▶ **WORK TO COMPLETE**: In the records below, tally the lines that contain the word "tree" and give only that number.

((

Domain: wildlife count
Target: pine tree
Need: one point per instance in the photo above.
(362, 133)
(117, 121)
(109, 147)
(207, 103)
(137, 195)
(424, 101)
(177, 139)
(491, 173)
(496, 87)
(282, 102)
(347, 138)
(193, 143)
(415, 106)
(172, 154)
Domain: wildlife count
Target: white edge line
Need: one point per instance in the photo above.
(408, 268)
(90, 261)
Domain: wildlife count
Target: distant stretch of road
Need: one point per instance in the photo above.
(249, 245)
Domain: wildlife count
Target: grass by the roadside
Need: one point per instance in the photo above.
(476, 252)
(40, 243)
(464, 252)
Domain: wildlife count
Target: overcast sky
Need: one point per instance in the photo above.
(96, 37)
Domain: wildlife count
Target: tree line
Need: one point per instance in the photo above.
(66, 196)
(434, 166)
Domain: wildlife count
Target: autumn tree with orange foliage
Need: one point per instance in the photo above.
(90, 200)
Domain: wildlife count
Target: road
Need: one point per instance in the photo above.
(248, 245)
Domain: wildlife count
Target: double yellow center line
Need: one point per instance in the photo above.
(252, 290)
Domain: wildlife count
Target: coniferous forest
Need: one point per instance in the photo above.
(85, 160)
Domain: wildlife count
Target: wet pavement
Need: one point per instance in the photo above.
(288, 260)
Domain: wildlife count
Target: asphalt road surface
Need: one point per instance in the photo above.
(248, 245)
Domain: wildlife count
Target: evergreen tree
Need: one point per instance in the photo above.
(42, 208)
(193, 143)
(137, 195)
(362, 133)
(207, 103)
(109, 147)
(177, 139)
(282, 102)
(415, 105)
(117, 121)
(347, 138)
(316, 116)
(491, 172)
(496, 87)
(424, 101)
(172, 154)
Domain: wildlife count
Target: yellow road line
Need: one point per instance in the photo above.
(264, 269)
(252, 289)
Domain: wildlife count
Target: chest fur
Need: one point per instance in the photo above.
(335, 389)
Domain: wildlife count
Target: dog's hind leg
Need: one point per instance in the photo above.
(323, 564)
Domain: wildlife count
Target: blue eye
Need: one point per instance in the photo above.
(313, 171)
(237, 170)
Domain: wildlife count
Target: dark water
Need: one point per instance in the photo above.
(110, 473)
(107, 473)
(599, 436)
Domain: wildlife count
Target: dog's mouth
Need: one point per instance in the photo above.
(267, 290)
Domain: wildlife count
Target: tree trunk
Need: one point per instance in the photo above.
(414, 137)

))

▶ **EXPECTED ANSWER**: 5